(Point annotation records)

· · · · ·

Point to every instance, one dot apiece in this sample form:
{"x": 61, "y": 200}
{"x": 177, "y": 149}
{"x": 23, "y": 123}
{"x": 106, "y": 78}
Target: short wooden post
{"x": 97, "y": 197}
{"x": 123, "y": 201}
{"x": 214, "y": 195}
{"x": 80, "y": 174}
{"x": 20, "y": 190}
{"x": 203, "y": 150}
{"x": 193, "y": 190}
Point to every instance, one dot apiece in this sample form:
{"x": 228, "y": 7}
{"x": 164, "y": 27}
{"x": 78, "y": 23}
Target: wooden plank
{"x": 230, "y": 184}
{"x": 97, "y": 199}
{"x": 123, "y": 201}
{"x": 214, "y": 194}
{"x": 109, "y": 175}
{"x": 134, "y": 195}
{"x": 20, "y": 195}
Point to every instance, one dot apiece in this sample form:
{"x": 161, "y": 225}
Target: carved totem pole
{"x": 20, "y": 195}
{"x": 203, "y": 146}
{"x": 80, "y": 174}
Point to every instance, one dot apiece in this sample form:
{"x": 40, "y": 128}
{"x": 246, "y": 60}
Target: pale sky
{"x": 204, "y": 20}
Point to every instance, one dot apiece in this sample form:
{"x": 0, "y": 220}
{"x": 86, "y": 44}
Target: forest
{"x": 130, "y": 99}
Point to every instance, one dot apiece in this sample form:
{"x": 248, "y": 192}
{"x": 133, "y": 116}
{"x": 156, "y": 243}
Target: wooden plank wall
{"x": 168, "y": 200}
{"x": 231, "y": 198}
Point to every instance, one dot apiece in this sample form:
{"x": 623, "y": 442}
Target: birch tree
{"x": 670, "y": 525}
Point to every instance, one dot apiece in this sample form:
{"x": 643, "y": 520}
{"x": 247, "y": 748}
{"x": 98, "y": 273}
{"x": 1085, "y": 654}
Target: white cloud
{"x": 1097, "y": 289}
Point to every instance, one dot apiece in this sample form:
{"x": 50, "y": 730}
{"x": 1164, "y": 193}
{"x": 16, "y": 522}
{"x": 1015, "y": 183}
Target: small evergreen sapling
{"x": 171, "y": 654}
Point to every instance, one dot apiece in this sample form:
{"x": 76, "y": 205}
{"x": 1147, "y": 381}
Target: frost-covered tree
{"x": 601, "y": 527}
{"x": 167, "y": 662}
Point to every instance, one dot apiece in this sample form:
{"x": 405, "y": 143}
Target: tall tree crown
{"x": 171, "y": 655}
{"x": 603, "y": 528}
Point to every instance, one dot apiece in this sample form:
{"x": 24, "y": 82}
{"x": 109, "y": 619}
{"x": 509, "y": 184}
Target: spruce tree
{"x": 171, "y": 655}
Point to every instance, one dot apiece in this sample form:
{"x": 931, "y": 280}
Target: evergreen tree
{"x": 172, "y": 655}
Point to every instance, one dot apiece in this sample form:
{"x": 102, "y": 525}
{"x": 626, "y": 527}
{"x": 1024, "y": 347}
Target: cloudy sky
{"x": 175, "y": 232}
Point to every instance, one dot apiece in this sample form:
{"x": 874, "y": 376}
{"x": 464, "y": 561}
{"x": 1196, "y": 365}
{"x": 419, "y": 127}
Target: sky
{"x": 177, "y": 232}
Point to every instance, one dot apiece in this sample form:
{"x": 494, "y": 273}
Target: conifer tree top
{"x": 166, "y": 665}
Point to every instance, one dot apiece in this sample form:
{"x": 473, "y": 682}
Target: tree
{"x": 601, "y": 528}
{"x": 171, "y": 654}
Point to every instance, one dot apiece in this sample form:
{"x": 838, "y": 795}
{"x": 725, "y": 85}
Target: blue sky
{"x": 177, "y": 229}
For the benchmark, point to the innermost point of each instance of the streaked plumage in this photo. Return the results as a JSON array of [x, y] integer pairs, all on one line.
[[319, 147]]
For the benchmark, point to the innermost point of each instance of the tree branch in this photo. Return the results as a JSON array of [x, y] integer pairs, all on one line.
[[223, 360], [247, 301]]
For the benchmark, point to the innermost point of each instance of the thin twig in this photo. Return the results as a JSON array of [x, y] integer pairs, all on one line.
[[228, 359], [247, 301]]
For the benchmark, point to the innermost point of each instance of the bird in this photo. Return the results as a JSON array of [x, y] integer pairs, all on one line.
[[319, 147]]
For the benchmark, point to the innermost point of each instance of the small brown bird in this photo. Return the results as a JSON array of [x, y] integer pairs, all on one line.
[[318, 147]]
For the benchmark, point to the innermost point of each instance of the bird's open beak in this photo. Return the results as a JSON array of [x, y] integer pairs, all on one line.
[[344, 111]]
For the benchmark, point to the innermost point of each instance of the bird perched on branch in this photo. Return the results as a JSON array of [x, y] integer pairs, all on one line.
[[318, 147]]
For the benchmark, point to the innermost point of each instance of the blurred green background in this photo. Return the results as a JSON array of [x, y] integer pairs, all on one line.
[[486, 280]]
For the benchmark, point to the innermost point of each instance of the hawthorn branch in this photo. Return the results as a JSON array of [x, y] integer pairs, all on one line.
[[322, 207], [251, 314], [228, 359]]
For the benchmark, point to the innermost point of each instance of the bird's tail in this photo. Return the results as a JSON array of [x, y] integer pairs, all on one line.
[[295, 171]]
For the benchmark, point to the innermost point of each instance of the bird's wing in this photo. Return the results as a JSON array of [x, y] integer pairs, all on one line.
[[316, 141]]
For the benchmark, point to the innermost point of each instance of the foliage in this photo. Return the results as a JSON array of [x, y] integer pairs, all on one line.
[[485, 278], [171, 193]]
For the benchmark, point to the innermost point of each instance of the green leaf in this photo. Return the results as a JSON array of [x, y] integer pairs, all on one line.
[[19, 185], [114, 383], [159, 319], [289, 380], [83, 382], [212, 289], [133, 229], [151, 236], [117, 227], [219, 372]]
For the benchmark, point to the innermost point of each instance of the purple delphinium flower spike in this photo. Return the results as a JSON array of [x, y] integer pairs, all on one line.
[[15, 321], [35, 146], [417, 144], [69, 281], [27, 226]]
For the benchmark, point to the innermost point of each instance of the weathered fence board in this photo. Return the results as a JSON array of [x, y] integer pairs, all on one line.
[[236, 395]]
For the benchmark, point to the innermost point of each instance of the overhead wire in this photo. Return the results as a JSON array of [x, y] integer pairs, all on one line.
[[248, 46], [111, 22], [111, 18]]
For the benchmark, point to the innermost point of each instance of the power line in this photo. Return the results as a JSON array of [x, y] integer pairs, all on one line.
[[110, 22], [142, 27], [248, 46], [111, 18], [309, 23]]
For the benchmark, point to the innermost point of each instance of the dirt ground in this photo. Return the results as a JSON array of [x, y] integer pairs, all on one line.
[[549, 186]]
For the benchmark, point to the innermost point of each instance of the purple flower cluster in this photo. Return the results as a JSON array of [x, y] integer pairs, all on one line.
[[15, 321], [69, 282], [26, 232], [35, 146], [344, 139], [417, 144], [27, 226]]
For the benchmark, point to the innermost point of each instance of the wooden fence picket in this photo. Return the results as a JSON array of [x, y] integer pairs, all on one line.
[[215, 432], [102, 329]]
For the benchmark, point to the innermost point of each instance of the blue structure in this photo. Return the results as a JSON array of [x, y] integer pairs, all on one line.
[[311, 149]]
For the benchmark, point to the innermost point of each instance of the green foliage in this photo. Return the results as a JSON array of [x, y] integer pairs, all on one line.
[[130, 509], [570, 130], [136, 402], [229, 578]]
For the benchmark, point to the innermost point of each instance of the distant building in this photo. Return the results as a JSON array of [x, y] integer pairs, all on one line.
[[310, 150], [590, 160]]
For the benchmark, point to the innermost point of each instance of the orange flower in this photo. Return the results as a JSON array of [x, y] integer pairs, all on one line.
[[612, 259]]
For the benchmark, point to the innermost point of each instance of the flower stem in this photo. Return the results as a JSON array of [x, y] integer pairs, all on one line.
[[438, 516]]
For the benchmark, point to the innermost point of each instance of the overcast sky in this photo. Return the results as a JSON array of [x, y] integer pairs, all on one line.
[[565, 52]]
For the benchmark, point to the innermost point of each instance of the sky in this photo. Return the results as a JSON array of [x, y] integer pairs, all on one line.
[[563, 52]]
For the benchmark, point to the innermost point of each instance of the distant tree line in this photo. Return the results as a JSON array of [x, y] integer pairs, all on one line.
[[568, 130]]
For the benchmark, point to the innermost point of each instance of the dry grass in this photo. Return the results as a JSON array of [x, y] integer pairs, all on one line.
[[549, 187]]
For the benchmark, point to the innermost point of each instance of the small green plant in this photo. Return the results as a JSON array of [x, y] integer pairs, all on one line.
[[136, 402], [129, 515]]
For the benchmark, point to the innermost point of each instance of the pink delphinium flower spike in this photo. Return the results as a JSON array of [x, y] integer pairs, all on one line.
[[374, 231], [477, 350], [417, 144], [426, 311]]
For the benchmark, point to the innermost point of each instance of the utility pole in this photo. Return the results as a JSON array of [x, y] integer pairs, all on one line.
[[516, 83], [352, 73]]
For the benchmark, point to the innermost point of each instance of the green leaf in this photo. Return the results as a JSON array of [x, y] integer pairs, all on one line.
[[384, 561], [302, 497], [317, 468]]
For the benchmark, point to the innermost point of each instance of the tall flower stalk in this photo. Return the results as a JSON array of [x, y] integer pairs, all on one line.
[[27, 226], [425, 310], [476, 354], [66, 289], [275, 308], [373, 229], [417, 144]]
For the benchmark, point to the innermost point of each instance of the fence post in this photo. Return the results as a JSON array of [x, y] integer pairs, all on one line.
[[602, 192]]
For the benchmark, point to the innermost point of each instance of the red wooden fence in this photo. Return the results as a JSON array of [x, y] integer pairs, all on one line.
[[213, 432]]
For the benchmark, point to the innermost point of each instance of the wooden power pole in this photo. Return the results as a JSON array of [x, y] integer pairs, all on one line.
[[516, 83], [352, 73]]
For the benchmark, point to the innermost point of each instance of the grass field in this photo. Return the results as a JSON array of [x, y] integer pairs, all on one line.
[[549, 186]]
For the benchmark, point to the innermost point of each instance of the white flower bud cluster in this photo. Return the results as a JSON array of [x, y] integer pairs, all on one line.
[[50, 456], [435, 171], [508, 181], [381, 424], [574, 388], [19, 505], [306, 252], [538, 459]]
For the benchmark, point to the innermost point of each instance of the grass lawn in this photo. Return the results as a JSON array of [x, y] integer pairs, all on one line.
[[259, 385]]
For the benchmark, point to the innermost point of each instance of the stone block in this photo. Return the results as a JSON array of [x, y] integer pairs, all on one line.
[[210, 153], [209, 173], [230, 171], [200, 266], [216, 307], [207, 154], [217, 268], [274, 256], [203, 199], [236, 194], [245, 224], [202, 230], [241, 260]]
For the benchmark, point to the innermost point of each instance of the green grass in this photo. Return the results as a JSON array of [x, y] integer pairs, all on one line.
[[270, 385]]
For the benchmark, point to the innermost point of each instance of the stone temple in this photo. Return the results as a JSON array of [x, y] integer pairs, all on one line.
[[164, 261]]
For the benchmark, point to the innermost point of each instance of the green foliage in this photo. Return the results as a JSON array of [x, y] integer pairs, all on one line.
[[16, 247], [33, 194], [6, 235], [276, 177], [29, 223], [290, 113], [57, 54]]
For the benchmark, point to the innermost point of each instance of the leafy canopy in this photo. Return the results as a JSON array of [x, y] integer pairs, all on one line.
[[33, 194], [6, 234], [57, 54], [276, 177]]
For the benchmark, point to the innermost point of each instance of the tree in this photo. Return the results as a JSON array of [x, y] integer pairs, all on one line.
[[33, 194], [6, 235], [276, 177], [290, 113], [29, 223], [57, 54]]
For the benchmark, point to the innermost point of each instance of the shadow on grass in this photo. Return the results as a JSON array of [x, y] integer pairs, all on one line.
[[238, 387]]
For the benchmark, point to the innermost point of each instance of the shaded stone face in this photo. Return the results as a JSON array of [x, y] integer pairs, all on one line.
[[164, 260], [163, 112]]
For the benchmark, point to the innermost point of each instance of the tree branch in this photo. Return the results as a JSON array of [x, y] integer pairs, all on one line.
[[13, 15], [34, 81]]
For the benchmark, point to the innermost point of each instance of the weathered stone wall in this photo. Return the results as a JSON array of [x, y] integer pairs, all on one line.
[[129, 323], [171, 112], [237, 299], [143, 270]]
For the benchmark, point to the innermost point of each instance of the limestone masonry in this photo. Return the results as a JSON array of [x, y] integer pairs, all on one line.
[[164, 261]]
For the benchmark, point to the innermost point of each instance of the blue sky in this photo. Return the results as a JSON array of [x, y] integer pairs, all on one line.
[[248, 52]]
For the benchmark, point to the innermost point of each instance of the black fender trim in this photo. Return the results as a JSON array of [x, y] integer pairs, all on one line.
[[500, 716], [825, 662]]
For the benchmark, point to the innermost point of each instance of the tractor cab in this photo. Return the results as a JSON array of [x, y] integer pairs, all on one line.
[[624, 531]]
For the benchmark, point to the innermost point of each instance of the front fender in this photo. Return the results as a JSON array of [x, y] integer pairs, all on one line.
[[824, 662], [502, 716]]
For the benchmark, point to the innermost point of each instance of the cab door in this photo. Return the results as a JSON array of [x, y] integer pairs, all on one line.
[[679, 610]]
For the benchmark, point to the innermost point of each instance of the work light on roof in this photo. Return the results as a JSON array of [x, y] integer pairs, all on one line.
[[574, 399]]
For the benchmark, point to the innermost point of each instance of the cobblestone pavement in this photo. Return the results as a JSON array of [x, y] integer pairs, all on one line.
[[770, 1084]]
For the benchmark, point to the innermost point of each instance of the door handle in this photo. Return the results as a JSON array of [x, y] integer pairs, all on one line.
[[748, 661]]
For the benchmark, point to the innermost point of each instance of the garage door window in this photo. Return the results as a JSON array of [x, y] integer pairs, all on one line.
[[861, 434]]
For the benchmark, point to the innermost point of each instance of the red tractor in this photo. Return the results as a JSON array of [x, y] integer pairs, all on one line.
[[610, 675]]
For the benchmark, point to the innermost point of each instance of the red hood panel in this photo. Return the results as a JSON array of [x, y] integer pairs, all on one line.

· · · · ·

What needs to be done.
Rewrite the rows from the line containing "the bird's wing" through the line containing "[[236, 395]]", both included, with the requests left unchanged and every coordinate in the answers offset by 6. Give only that span.

Result of the exercise.
For the benchmark, point to the innermost point of each instance of the bird's wing in this photo. Return the results as a JSON array of [x, y] integer pairs, all on one line.
[[322, 147]]
For the benchmark, point to the innermost point of each instance of the foliage in this photo. Return the results as a JSON array of [x, y] integer pairs, all on one line.
[[491, 284], [177, 199]]
For the benchmark, point to the innermost point of each instance of the green leaf in this photo. Return the results as a JSON array of [x, y] integer pairs, all on one line.
[[25, 191], [120, 389], [165, 325], [295, 386], [89, 388], [218, 295], [139, 235], [157, 242], [123, 233], [225, 378]]
For the benchmark, point to the innermost point of each instance of the purple delphinium flower spike in this photo. Return the results as a JSON array of [x, y] integer pairs, all on one line.
[[21, 327], [41, 152], [423, 150], [75, 287], [33, 232]]
For the benchmark, point to the innermost point of each instance of the weathered fence board in this photo. Return the results as a JSON array of [x, y] integer pairs, all on one line.
[[242, 401]]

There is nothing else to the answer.